(Data records)

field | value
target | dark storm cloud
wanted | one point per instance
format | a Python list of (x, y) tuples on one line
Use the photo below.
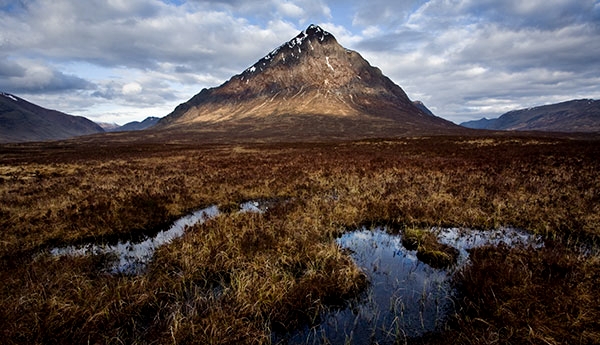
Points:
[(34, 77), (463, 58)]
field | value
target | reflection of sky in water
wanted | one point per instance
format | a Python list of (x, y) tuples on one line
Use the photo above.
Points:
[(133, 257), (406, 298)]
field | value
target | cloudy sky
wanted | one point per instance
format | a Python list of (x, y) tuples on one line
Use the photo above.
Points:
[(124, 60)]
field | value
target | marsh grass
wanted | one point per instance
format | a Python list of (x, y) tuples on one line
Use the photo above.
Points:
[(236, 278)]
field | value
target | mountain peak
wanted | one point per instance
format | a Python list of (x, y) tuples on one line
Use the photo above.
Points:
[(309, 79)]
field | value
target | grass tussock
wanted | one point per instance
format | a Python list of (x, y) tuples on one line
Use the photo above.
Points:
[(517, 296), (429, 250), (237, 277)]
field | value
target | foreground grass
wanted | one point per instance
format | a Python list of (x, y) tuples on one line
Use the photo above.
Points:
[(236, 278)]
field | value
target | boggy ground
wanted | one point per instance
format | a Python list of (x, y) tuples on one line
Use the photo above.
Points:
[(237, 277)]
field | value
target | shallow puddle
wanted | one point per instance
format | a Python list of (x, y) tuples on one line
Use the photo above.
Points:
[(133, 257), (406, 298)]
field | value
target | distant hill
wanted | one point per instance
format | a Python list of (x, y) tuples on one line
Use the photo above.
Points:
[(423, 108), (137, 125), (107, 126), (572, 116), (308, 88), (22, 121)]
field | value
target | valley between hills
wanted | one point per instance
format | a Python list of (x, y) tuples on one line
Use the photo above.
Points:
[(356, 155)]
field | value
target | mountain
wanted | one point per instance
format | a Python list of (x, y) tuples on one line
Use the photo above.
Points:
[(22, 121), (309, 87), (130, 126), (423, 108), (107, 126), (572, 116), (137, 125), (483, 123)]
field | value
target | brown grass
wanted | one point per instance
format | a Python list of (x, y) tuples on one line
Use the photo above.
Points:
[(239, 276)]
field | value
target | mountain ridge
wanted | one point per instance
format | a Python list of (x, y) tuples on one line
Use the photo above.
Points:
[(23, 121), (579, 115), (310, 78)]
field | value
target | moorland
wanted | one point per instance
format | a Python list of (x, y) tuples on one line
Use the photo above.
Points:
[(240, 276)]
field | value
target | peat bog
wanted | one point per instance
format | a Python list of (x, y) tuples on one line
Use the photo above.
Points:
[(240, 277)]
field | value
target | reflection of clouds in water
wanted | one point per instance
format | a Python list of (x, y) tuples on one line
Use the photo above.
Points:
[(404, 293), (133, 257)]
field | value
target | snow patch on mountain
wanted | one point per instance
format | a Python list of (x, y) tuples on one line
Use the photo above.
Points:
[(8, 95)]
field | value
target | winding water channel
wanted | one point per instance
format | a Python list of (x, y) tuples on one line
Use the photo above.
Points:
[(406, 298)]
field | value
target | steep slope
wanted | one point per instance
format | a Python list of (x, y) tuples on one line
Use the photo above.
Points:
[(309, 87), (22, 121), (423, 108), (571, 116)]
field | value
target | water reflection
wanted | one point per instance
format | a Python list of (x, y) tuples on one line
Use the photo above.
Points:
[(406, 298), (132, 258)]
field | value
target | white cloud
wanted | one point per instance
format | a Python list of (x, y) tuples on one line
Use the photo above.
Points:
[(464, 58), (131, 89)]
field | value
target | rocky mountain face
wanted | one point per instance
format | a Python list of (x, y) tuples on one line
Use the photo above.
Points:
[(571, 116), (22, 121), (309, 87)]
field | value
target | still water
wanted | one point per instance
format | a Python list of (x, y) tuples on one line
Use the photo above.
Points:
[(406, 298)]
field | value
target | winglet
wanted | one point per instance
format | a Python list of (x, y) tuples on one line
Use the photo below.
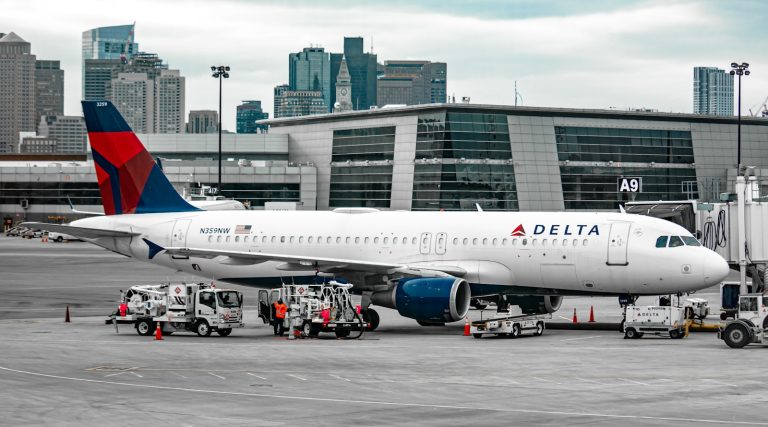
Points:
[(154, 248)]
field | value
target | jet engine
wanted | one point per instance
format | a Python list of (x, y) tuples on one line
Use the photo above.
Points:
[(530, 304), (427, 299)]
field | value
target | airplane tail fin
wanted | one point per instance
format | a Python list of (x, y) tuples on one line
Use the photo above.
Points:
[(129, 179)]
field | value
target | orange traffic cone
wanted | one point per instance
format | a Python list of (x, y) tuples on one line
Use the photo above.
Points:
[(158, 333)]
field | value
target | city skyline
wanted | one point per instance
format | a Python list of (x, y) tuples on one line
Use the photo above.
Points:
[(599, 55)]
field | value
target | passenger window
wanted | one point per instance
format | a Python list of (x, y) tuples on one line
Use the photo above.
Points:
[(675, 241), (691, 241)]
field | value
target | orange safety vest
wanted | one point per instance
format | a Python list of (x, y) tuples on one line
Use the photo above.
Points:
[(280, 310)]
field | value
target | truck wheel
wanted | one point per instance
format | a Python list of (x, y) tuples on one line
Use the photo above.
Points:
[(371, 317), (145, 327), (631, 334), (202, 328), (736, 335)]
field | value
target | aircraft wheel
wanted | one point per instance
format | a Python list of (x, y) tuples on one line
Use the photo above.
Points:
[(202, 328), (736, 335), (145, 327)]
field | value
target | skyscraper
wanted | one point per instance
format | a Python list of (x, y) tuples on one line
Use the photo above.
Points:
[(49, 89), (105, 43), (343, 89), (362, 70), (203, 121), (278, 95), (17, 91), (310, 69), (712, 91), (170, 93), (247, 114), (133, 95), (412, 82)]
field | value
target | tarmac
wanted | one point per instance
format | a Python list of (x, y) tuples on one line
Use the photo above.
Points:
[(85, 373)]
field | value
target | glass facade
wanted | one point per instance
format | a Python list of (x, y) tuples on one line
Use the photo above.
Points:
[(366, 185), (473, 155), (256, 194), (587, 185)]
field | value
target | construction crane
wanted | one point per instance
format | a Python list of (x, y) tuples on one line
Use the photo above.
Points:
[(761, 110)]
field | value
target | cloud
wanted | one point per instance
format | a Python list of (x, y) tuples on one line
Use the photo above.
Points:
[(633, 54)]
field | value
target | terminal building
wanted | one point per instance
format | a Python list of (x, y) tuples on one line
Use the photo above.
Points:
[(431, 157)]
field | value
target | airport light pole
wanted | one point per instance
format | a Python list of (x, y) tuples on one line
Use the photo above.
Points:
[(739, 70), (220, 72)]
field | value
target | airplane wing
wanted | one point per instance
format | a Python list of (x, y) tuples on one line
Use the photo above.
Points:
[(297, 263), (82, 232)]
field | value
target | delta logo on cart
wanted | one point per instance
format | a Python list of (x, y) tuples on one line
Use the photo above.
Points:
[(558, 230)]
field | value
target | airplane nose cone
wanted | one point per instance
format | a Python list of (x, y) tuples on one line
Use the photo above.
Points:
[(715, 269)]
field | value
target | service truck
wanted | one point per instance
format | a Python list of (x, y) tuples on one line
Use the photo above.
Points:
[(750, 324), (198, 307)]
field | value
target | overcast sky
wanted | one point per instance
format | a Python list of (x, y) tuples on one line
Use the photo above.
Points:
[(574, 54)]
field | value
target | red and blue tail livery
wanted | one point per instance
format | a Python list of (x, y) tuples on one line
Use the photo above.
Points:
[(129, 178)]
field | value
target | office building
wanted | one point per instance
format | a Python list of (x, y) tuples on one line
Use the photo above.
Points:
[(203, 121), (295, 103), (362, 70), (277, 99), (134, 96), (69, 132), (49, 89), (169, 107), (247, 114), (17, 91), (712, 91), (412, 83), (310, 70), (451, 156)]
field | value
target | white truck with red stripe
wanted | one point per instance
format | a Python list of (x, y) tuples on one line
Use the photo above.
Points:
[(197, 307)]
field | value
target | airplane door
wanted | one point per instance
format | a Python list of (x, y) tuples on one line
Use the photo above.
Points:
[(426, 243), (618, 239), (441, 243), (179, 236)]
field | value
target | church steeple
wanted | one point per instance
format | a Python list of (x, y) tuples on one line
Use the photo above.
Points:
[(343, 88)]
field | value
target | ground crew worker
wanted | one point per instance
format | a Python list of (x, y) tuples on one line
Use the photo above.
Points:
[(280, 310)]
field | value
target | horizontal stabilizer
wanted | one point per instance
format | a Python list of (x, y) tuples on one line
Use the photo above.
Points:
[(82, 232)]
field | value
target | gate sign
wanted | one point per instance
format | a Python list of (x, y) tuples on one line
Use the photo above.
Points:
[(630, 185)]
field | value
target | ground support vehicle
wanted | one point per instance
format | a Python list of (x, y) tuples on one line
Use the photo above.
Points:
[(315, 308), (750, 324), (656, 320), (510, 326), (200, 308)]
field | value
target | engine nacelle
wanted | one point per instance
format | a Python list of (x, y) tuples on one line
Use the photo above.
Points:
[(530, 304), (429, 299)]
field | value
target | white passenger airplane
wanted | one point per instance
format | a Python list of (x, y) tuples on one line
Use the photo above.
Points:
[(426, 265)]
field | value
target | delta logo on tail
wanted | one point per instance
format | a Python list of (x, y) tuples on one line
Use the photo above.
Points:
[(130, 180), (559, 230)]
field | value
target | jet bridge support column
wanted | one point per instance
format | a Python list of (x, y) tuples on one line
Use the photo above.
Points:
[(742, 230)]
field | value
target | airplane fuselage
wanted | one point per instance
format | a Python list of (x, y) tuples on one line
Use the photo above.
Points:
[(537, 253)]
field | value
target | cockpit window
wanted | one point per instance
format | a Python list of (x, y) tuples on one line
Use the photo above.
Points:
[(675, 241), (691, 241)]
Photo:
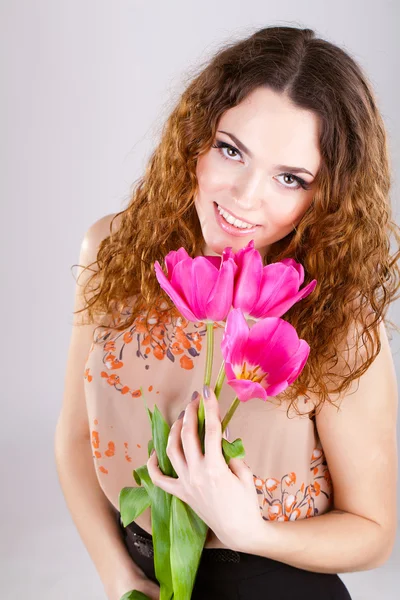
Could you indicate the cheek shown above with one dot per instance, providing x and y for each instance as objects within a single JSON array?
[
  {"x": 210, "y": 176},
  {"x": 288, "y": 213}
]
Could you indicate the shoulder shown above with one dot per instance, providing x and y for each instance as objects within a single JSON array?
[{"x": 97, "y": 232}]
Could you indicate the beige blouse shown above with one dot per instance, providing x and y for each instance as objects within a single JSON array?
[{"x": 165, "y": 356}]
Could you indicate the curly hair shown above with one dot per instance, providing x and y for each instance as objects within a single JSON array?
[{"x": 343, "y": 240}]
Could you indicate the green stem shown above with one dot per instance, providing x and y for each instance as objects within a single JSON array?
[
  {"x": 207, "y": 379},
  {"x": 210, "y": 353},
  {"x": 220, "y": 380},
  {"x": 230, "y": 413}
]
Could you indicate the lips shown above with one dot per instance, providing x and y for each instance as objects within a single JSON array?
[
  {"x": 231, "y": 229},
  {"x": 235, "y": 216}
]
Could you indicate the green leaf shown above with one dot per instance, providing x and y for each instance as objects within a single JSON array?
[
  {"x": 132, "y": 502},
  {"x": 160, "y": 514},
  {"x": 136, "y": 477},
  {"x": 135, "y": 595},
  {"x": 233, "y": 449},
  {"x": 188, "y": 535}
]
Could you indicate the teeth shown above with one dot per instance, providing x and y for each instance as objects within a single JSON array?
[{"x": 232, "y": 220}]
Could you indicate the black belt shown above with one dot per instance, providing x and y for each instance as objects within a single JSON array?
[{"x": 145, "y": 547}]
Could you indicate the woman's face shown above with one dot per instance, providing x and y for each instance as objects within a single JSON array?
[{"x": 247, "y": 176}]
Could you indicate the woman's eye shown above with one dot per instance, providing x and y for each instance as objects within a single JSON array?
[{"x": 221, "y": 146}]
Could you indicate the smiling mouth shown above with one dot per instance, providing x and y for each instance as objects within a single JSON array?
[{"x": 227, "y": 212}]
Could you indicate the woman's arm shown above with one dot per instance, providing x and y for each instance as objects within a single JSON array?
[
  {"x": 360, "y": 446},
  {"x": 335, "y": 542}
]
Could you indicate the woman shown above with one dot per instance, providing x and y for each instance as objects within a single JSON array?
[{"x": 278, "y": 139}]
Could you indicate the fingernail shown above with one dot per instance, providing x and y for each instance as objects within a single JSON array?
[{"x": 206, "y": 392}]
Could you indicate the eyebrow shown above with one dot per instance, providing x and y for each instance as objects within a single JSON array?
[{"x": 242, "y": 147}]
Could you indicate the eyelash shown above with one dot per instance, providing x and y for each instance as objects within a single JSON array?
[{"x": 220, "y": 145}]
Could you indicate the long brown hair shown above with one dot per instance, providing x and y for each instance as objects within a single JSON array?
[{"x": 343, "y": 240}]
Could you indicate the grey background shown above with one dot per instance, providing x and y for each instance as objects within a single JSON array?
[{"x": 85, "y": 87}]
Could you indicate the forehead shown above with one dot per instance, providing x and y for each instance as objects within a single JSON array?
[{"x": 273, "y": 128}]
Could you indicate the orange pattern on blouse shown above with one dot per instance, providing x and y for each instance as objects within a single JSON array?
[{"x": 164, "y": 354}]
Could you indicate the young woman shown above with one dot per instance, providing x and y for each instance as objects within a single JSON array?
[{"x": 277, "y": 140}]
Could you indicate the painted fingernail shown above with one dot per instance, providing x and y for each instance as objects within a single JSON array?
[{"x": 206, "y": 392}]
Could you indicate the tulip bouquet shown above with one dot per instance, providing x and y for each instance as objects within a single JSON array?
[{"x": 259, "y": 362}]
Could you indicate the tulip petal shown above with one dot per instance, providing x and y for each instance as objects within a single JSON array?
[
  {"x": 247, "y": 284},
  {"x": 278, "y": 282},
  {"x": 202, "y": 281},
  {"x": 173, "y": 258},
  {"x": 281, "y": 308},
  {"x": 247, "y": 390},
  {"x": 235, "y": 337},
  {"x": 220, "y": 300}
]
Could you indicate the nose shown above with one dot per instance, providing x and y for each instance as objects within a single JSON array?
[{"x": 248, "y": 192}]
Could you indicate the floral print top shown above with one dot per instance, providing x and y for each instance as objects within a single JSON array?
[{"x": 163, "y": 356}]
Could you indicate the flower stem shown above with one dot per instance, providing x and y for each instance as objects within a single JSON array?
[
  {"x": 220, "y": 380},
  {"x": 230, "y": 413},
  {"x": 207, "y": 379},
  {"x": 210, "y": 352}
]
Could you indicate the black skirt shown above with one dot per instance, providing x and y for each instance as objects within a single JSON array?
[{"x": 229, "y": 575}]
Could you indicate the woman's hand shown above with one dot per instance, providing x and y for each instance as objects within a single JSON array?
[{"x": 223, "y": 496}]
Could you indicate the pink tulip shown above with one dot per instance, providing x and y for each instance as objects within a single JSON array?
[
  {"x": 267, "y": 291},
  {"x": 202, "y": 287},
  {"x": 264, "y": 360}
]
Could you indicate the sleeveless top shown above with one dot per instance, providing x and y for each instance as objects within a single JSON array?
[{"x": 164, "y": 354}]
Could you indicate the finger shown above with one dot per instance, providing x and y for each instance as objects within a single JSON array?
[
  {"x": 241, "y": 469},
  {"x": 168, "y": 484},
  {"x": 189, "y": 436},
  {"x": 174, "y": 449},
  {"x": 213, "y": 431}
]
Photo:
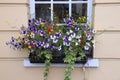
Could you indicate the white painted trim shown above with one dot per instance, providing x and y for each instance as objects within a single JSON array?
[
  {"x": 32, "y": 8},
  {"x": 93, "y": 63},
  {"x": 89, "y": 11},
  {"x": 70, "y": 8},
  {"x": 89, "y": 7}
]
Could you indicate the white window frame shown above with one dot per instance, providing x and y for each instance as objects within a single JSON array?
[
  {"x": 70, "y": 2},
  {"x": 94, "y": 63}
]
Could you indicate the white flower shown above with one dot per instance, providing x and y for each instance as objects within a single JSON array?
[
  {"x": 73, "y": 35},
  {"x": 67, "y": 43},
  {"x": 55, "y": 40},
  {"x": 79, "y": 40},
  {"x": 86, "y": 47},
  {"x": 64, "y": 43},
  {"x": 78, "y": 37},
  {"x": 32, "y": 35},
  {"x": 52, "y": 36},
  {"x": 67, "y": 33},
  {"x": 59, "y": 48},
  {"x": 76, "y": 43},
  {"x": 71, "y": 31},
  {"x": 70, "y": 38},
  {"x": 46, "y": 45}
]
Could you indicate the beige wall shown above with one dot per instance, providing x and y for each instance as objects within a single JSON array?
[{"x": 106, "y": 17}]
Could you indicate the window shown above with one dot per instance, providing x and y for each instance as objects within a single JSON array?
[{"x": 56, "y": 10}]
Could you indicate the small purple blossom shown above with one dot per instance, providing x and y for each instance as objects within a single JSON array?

*Task objective:* Edit everything from the start of the records down to the line containing "[(237, 277)]", replacing "tuples" with "pairs" and leaving all else unchanged. Leave the pictures out of your answer.

*Written reply:*
field | value
target | dark storm cloud
wanted | one point per instance
format | a Python list of (x, y) pairs on one line
Use the photo below.
Points:
[(34, 77), (463, 58)]
field | value
target | reflection of sky in water
wanted | one point per instance
format | a Python list of (x, y) pairs on one line
Use the photo above.
Points:
[(133, 257), (406, 298)]
field | value
target | cloudy sky
wanted | one point per instance
format | a Python list of (x, y) pairs on one line
Use the photo above.
Points:
[(124, 60)]
field | value
target | marsh grass
wanted | one point per instance
format | a Python list of (x, y) pairs on one line
Use the photo above.
Points:
[(236, 278)]
field | value
target | mountain peak
wanted | one point per instance
format | a Python list of (x, y) pairs on one line
Use the photo above.
Points:
[(309, 79)]
field | value
target | grass tussock
wanted | one point per instance
format | a Python list of (x, y) pairs on one line
Use the photo above.
Points:
[(517, 296), (429, 250), (237, 277)]
field | value
target | foreground grass
wanted | one point per instance
format | a Python list of (x, y) pairs on one line
Use the photo above.
Points:
[(236, 278)]
field | value
target | boggy ground
wanted | one point per instance
format | a Python list of (x, y) pairs on one line
Use the photo above.
Points:
[(237, 277)]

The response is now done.